What to do: Report back every line below that carries the word "after".

Input data:

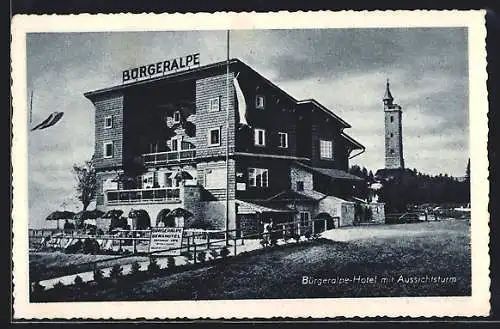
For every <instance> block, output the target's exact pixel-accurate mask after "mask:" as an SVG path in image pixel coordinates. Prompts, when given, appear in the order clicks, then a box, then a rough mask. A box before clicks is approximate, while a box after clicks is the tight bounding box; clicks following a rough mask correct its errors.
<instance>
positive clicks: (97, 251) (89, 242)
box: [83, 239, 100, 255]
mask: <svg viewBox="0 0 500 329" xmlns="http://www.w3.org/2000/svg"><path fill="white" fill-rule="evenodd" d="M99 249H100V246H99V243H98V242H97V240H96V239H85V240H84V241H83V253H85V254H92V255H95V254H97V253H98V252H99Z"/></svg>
--
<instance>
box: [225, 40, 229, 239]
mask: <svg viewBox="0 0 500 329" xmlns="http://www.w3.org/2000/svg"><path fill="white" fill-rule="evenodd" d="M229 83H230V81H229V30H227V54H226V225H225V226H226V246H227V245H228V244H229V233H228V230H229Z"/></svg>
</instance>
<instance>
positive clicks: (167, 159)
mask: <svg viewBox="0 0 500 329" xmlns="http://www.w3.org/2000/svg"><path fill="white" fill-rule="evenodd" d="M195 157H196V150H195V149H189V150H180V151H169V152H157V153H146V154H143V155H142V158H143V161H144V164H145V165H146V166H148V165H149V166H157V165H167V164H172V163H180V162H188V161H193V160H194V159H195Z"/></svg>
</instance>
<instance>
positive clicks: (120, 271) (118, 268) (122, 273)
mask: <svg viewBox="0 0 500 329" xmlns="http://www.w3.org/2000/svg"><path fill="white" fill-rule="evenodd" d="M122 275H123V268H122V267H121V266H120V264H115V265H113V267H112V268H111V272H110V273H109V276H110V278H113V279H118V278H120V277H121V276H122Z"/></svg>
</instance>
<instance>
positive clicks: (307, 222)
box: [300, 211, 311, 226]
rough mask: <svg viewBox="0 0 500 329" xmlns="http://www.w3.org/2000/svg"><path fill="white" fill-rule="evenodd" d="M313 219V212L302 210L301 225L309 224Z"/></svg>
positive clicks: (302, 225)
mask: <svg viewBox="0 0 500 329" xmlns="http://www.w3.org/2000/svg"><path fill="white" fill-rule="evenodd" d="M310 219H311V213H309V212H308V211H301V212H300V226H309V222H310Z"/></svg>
* * *
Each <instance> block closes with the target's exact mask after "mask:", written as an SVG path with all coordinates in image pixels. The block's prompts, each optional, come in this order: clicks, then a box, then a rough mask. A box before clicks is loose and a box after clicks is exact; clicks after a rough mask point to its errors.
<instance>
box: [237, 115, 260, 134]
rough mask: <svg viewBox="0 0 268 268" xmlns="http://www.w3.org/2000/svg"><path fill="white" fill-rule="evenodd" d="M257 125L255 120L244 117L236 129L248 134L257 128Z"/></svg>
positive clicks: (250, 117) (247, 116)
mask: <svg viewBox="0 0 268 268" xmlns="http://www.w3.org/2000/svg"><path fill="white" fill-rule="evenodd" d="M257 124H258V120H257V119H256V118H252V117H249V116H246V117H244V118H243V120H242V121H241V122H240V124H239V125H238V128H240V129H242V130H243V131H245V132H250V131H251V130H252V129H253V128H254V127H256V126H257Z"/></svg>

Solution below:
For every <instance> block, output the target's exact pixel-accurate mask after "mask:" as an SVG path in image pixel coordinates. Prompts, when given, appear in the order clicks, then a box, then a rough mask. A box before clicks is approximate, while a box after clicks is the tight bounding box; clicks following a rough mask correct its errors.
Each <instance> block closes with the target's exact mask after "mask:", written as an SVG path with all coordinates in image pixels. The block's prompts, each optional, come in this order: clicks, then a box, then a rough mask. A box before clicks is loose and a box after clicks is exact; clicks after a rough mask point to its errors.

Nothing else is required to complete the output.